## [Assignment 1]
In the discussion of filter false positives, condense the paragraph beginning "Pretty sure I ran into this problem" into a short bulleted list that keeps its main facts.
## [Assignment 2]
Proceed with the discussion of filter false positives, picking up right after its final sentence.

BEGIN Page excerpt

Pretty sure I ran into this problem trying to use my American credit card to pay a bill from the University of Sussex in the UK. (Note the substring of "sex".) No matter how many humans we got involved, every attempt would immediately lock down our credit card beyond the usual fraud alert locks that I can personally revoke by responding to a text message, and would require a manual unlocking by bank support staff. Finally we just tried the PayPal option and it worked fine.


Searching for Kinky Kids, a Japanese boy band since 2000s, would trigger a warning about sexualization of children.


To be fair, the band is KinKi Kids, with an "I".

If you insist on searching for "kinky kids" (using quotes) you will find stuff that is closer to what the filter warns you about, still SFW though.


Incidentally, the name comes from a region in Japan. A university named after the same region changed its English name to "Kindai University" to avoid this issue:

https://www.theguardian.com/education/2014/may/21/kinki-univ...


I just tried again.

Turn out it is the correct spell that triggers the warning


In other "we can absolutely totally build ai, no really guys, this shit works" news: A friend is losing some weight via diet and exercise changes. We have a messages convo wherein I congratulated him and we discuss both our exercise routines.

END Page excerpt
BEGIN Available data

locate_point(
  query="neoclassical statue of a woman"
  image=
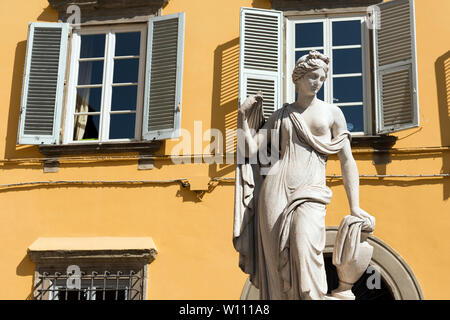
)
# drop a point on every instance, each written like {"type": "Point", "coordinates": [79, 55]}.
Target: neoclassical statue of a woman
{"type": "Point", "coordinates": [279, 222]}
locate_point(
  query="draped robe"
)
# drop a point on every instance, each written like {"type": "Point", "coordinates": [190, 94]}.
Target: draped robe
{"type": "Point", "coordinates": [279, 219]}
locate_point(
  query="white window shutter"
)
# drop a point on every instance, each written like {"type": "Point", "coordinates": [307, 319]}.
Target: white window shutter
{"type": "Point", "coordinates": [163, 79]}
{"type": "Point", "coordinates": [43, 83]}
{"type": "Point", "coordinates": [396, 86]}
{"type": "Point", "coordinates": [260, 56]}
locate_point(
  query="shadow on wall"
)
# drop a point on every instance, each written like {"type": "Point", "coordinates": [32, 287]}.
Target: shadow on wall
{"type": "Point", "coordinates": [25, 269]}
{"type": "Point", "coordinates": [225, 103]}
{"type": "Point", "coordinates": [442, 69]}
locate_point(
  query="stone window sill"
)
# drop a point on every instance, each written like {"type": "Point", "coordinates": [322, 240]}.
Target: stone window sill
{"type": "Point", "coordinates": [145, 150]}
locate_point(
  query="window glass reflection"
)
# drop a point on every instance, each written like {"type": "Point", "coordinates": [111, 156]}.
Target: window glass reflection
{"type": "Point", "coordinates": [126, 70]}
{"type": "Point", "coordinates": [92, 46]}
{"type": "Point", "coordinates": [347, 61]}
{"type": "Point", "coordinates": [346, 32]}
{"type": "Point", "coordinates": [90, 72]}
{"type": "Point", "coordinates": [124, 98]}
{"type": "Point", "coordinates": [86, 127]}
{"type": "Point", "coordinates": [354, 116]}
{"type": "Point", "coordinates": [309, 34]}
{"type": "Point", "coordinates": [128, 44]}
{"type": "Point", "coordinates": [122, 126]}
{"type": "Point", "coordinates": [347, 89]}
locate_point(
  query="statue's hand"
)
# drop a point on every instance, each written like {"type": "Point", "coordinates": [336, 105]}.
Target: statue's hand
{"type": "Point", "coordinates": [369, 224]}
{"type": "Point", "coordinates": [250, 102]}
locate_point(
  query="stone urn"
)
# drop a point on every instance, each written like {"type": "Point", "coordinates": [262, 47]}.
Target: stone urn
{"type": "Point", "coordinates": [350, 271]}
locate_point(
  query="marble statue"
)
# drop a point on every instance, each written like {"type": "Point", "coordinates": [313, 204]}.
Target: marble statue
{"type": "Point", "coordinates": [279, 218]}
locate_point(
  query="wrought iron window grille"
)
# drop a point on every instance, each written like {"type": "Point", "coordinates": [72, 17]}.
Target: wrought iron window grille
{"type": "Point", "coordinates": [99, 286]}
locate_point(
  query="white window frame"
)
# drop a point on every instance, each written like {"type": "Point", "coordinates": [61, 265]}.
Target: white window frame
{"type": "Point", "coordinates": [106, 83]}
{"type": "Point", "coordinates": [327, 20]}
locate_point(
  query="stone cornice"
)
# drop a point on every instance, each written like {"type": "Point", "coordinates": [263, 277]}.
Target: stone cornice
{"type": "Point", "coordinates": [109, 11]}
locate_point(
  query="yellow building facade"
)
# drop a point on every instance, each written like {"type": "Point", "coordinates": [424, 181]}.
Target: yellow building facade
{"type": "Point", "coordinates": [187, 208]}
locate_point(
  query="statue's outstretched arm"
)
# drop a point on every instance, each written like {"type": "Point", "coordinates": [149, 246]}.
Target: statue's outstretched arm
{"type": "Point", "coordinates": [350, 173]}
{"type": "Point", "coordinates": [250, 119]}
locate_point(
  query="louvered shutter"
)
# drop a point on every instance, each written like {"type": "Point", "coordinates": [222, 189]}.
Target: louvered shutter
{"type": "Point", "coordinates": [396, 68]}
{"type": "Point", "coordinates": [43, 83]}
{"type": "Point", "coordinates": [260, 56]}
{"type": "Point", "coordinates": [164, 75]}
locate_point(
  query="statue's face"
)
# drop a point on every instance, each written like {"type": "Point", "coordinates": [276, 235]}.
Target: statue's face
{"type": "Point", "coordinates": [311, 82]}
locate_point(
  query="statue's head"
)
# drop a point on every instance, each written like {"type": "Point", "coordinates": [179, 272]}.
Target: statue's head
{"type": "Point", "coordinates": [310, 72]}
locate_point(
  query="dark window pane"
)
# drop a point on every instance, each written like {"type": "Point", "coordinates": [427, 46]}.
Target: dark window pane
{"type": "Point", "coordinates": [347, 61]}
{"type": "Point", "coordinates": [128, 44]}
{"type": "Point", "coordinates": [86, 127]}
{"type": "Point", "coordinates": [110, 295]}
{"type": "Point", "coordinates": [347, 89]}
{"type": "Point", "coordinates": [354, 116]}
{"type": "Point", "coordinates": [126, 70]}
{"type": "Point", "coordinates": [92, 46]}
{"type": "Point", "coordinates": [301, 53]}
{"type": "Point", "coordinates": [122, 126]}
{"type": "Point", "coordinates": [124, 98]}
{"type": "Point", "coordinates": [320, 94]}
{"type": "Point", "coordinates": [71, 295]}
{"type": "Point", "coordinates": [88, 100]}
{"type": "Point", "coordinates": [309, 34]}
{"type": "Point", "coordinates": [346, 32]}
{"type": "Point", "coordinates": [90, 72]}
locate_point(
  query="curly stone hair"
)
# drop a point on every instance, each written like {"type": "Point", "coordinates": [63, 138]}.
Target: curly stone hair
{"type": "Point", "coordinates": [309, 62]}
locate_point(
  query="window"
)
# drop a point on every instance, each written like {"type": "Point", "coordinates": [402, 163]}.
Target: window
{"type": "Point", "coordinates": [99, 268]}
{"type": "Point", "coordinates": [106, 84]}
{"type": "Point", "coordinates": [343, 40]}
{"type": "Point", "coordinates": [372, 74]}
{"type": "Point", "coordinates": [123, 82]}
{"type": "Point", "coordinates": [95, 283]}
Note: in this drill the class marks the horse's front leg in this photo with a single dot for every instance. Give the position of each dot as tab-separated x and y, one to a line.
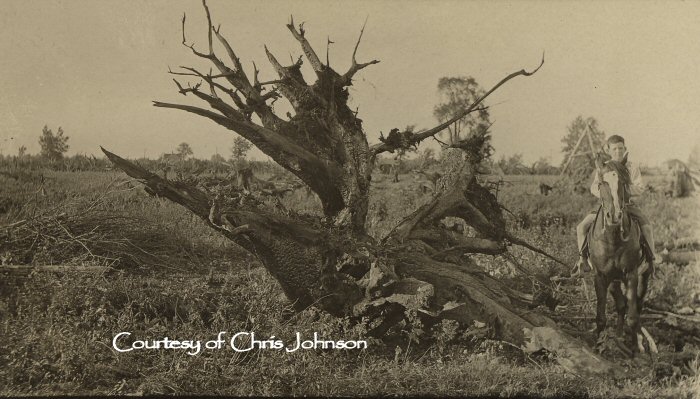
601	293
620	306
633	307
642	286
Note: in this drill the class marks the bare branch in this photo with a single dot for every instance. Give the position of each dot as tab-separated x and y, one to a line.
346	79
191	46
354	52
209	27
417	138
305	46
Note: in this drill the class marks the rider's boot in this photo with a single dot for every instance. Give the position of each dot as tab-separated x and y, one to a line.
581	266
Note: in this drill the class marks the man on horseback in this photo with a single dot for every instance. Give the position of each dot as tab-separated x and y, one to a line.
617	150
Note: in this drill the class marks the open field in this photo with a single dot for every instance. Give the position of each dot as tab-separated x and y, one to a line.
174	276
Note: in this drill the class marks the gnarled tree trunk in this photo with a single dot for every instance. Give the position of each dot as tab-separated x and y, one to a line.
331	262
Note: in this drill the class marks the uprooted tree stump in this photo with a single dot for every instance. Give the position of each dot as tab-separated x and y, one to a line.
331	262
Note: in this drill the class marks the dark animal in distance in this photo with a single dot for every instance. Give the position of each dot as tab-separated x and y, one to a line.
545	189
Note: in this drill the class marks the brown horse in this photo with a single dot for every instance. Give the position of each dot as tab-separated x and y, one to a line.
616	254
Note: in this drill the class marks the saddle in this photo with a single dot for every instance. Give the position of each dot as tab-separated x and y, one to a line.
646	250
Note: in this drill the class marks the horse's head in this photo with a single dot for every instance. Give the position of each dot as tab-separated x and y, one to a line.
614	183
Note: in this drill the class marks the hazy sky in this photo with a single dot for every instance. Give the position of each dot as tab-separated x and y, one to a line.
93	67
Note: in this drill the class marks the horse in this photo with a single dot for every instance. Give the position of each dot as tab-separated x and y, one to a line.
615	253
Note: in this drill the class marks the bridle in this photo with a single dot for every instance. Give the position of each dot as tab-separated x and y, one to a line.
624	202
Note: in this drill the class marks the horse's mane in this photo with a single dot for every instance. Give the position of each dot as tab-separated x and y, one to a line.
622	172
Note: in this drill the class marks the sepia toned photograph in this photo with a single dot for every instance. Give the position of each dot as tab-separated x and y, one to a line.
350	198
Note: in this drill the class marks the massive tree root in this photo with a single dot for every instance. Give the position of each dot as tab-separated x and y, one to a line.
330	262
345	274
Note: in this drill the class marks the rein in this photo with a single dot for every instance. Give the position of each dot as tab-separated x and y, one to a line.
624	205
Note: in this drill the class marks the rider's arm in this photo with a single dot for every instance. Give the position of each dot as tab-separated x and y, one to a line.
637	187
595	190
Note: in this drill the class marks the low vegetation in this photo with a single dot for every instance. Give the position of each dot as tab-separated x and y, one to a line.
189	283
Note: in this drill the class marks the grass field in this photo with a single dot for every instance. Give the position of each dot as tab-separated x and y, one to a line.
175	277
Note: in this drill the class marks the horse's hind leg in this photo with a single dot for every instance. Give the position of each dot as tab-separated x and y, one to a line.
601	293
642	286
620	306
633	307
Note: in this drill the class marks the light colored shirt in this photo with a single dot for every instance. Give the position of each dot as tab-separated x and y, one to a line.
637	186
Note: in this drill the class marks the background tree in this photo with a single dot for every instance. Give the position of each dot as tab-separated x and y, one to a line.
53	145
456	95
581	167
513	165
694	157
417	274
543	167
217	158
240	148
184	150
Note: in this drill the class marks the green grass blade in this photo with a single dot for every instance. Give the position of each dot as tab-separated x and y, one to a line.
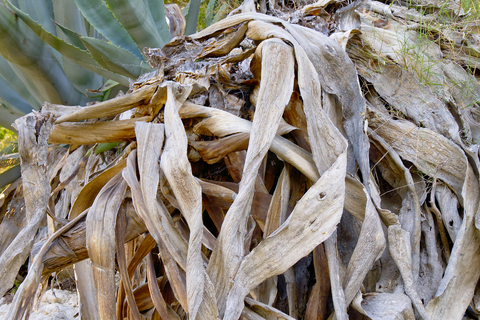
115	58
99	16
192	17
134	17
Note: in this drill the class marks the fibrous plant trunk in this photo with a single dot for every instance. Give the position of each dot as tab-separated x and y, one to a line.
309	162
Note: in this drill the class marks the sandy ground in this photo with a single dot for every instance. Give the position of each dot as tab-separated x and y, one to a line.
55	305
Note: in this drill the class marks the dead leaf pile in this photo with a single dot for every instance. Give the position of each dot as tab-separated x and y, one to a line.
317	163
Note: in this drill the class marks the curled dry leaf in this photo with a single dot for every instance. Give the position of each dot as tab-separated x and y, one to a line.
269	165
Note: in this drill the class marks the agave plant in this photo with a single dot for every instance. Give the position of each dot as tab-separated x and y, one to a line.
266	170
57	51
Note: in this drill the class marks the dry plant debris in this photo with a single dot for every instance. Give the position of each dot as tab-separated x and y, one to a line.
316	163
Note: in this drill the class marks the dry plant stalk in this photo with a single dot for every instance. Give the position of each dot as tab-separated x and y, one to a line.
265	157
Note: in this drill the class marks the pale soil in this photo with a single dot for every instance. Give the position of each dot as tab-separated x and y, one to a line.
55	305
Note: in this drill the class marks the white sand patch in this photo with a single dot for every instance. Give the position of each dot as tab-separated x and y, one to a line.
56	305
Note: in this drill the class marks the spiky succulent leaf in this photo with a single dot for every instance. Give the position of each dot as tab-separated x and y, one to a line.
67	14
35	59
9	176
73	53
9	75
135	18
99	16
192	17
115	58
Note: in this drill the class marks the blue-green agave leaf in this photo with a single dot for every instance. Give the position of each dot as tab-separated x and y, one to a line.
99	16
134	17
73	53
67	13
72	37
10	96
192	17
8	114
157	11
9	75
9	176
115	58
20	46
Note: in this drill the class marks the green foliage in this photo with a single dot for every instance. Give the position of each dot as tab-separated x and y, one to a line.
56	50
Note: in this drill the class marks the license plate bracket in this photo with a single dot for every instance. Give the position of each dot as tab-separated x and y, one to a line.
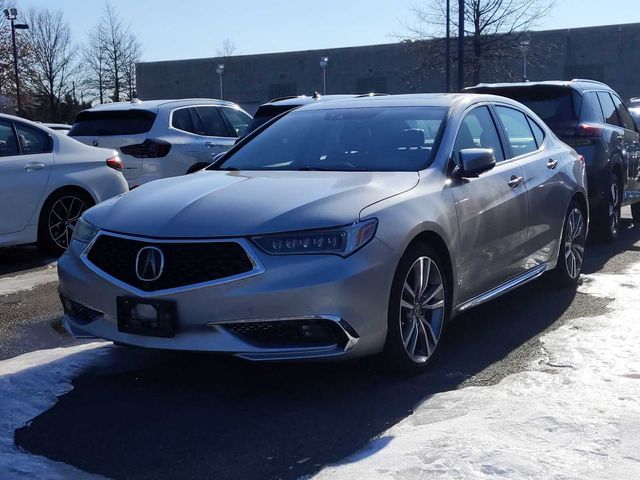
149	317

END Available data

## [Answer section 1]
- The writer tried to pay a bill from the University of Sussex in the UK with an American credit card, and the name contains the substring "sex."
- However many people got involved, every attempt immediately locked the card.
- These locks went beyond the usual fraud alerts, which the writer can lift by answering a text message. Bank support staff had to unlock the card manually.
- Paying through PayPal worked fine.

## [Answer section 2]
One of Google's autosuggested response emojis was a kiss. This has happened repeatedly over the 6 months-long conversation.


Do a screenshot, send it, and ask if the "ai suggestion of a kiss is a good case of semantic understanding of our conversation, when viewed by an AI?"


But it may very well be correctly understanding that people like to end sentences with an emoji, combined with that being the most likely emoji used in conversations like this. That becomes plausible when combined with most such conversations using little to no emojis (more professional and dry) but those that do (more emotive) tend to be between partners. Texting a partner about these topics might be more common than texting others, or at least more commonly emoji-heavy, which would be below the noise floor until also mixing in the probabilities of sentences being followed by emoji versus being followed by any particular word. These particular conversations would tend to express passionate love more than happiness, sadness, sarcasm, taking orders, or various other emotions. Suddenly a signal emerges from the noise, which is both interesting and statistically most useful.

This would all be solved if the predictive text engine knew the context beyond what was recently typed. I don't think this is typically true (yet?) -- it would be interesting if all predictions were at least binned by partner vs slang1 friend vs slang2 friend vs business acquaintance et al. with structured data coming to it from the app. Bit of a privacy question I suppose.


maybe it wants you to be more than just friends (i.e. is 'shipping' you two) :)


https://www.cbc.ca/news/canada/calgary/medicine-hat-basketba...

Guy Carbagiale Fuck wasn't allowed to have his name on his jersey.


In the early 2000s I couldn't download Winamp 3 at school because the URL contained the string 'mp3'. I'm sure the school did not care about the distinction.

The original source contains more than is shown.